### [Exercise aim]
Your output should be the line with "Look at the photo above. For every instance of the wispy" followed by every remaining line of the entries, reproduced exactly.

[Supplied records — start]

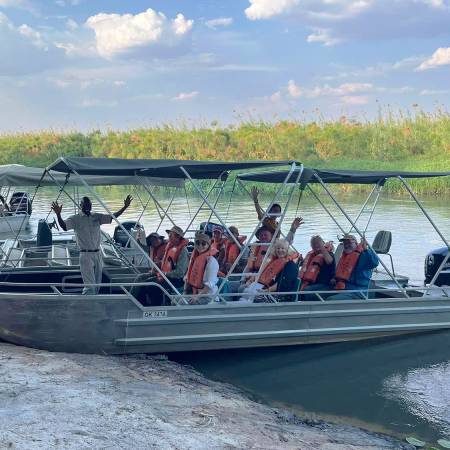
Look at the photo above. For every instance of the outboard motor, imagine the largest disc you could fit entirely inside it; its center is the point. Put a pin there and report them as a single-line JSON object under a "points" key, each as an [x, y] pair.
{"points": [[120, 237], [432, 263], [44, 234]]}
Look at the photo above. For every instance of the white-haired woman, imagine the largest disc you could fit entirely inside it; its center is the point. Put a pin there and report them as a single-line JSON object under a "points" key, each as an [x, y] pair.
{"points": [[279, 274]]}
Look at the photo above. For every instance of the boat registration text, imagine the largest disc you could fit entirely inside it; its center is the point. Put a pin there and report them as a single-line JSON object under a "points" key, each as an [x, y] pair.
{"points": [[155, 314]]}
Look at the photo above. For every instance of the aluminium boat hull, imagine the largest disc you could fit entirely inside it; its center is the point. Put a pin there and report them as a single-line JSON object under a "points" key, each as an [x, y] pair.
{"points": [[117, 324]]}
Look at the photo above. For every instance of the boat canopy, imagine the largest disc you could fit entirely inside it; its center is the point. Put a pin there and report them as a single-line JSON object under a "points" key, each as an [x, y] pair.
{"points": [[163, 168], [18, 175], [341, 176]]}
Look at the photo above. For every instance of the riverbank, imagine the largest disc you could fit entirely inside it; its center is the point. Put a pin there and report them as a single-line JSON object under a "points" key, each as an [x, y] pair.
{"points": [[416, 141], [71, 401]]}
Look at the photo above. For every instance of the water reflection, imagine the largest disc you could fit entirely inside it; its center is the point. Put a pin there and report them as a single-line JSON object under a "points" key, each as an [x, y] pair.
{"points": [[399, 384]]}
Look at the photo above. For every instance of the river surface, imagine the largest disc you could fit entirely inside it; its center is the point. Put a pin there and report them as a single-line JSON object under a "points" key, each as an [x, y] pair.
{"points": [[399, 385]]}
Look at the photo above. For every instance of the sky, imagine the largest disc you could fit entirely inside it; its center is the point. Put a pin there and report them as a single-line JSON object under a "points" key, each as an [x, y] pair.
{"points": [[99, 64]]}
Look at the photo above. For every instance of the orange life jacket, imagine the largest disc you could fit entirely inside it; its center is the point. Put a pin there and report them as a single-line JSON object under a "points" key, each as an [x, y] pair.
{"points": [[196, 269], [157, 254], [256, 257], [311, 267], [232, 250], [171, 255], [346, 265], [272, 269], [217, 245]]}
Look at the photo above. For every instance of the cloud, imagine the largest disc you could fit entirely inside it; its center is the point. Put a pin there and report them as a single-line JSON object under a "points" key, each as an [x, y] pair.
{"points": [[336, 21], [25, 50], [441, 57], [435, 92], [293, 89], [355, 100], [265, 9], [34, 36], [185, 96], [219, 22], [323, 36], [117, 34]]}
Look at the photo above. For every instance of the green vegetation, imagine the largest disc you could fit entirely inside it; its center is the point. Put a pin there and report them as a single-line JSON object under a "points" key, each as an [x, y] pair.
{"points": [[418, 141]]}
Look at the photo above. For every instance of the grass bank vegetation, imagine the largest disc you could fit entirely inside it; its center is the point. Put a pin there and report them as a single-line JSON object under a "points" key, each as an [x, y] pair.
{"points": [[419, 141]]}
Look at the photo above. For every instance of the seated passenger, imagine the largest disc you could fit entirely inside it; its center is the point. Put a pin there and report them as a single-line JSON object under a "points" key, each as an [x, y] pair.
{"points": [[278, 275], [318, 268], [201, 277], [231, 252], [354, 269], [3, 205], [218, 243], [174, 265], [257, 253], [156, 247]]}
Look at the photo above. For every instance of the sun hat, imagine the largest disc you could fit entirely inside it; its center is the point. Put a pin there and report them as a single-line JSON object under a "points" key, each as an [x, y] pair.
{"points": [[347, 237], [176, 230]]}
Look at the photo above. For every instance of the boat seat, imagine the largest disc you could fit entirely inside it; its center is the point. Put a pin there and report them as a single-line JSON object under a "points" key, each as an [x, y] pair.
{"points": [[60, 256], [382, 244], [14, 257]]}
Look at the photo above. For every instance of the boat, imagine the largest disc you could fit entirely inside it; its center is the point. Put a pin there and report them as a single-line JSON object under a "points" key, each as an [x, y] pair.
{"points": [[41, 306]]}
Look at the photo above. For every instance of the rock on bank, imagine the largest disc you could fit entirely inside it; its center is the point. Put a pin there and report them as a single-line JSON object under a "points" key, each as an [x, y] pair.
{"points": [[71, 401]]}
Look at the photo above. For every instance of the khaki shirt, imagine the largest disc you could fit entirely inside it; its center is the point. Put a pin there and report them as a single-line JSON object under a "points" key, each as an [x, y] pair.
{"points": [[87, 229]]}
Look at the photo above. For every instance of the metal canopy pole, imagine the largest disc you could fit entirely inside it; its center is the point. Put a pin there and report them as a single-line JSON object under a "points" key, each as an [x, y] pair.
{"points": [[204, 197], [152, 264], [359, 232], [325, 208], [260, 221], [122, 257], [158, 205], [210, 206], [419, 204]]}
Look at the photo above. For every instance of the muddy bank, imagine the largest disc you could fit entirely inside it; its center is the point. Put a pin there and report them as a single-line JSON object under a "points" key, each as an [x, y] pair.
{"points": [[57, 400]]}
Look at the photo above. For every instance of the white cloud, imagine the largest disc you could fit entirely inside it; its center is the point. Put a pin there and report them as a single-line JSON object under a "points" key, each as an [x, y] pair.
{"points": [[293, 89], [184, 96], [323, 36], [34, 36], [116, 34], [355, 100], [219, 22], [335, 21], [441, 57], [435, 92], [265, 9], [71, 24]]}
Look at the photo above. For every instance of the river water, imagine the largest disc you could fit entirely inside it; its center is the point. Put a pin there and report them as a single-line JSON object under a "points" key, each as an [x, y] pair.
{"points": [[399, 385]]}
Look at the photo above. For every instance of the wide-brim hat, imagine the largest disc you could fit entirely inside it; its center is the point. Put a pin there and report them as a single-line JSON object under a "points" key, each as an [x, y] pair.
{"points": [[347, 237], [261, 229], [202, 235], [177, 230], [155, 235]]}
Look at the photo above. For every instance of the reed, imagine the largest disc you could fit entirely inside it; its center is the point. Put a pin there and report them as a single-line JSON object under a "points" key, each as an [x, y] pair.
{"points": [[402, 141]]}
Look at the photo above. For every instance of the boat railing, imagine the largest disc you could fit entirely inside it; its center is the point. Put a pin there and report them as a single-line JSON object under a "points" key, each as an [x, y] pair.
{"points": [[183, 299]]}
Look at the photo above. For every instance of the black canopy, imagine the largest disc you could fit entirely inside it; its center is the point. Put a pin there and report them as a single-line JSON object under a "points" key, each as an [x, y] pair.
{"points": [[336, 176], [162, 168]]}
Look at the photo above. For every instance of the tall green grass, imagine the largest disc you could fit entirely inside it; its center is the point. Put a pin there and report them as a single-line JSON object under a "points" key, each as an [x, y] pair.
{"points": [[416, 141]]}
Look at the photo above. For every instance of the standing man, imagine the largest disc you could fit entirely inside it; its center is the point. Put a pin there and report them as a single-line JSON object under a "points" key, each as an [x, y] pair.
{"points": [[87, 230]]}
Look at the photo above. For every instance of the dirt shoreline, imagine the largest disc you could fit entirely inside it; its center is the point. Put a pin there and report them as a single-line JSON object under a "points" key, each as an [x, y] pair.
{"points": [[72, 401]]}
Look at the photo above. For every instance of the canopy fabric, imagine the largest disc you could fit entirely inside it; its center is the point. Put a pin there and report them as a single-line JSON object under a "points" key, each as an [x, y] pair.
{"points": [[164, 168], [340, 176], [18, 175]]}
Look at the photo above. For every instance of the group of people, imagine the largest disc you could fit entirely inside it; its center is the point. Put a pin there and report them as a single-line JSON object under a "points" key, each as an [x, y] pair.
{"points": [[270, 266]]}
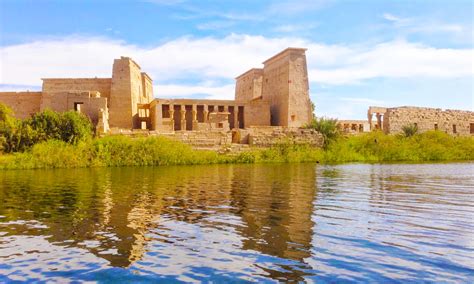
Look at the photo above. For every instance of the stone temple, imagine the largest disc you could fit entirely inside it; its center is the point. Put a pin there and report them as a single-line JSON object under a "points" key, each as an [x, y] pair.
{"points": [[276, 95]]}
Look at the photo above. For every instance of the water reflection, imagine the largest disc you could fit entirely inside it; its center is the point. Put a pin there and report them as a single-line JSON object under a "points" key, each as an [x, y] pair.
{"points": [[239, 222], [110, 212]]}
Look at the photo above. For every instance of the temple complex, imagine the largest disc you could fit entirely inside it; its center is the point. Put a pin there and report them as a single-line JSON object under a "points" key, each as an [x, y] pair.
{"points": [[276, 95], [392, 120]]}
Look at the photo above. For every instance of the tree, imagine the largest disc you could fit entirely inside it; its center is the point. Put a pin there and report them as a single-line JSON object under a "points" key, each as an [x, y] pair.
{"points": [[327, 127], [410, 130], [19, 135]]}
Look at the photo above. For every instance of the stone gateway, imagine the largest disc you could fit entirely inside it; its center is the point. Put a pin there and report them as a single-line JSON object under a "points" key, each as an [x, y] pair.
{"points": [[277, 95]]}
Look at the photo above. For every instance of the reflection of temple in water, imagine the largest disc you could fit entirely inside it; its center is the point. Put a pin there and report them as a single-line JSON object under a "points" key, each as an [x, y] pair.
{"points": [[112, 212]]}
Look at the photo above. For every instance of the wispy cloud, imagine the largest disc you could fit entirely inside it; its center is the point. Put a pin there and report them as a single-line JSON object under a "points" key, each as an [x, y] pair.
{"points": [[165, 2], [290, 7], [420, 25], [363, 101], [291, 28], [215, 25], [209, 58]]}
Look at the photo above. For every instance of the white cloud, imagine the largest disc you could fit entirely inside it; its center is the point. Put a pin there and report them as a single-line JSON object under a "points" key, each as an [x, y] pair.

[Supplied records — finish]

### [Solution to the problem]
Look at the photo above. For every instance of the wispy cloud, imagine the largest disc you could fit entirely inside it; its center is the point. Put a pin there and report them as a single-line JSON object under a "points" key, each as an [x, y] pair.
{"points": [[165, 2], [290, 7], [420, 25], [363, 101], [291, 28], [215, 25], [209, 58]]}
Look at the photo above. For every instance of the white cloud, imagine the largest disc you could fit entirely inside it; its center is the point. Put a pin there and report them as a single-line JSON object under a "points" key, each as an [x, y] pair.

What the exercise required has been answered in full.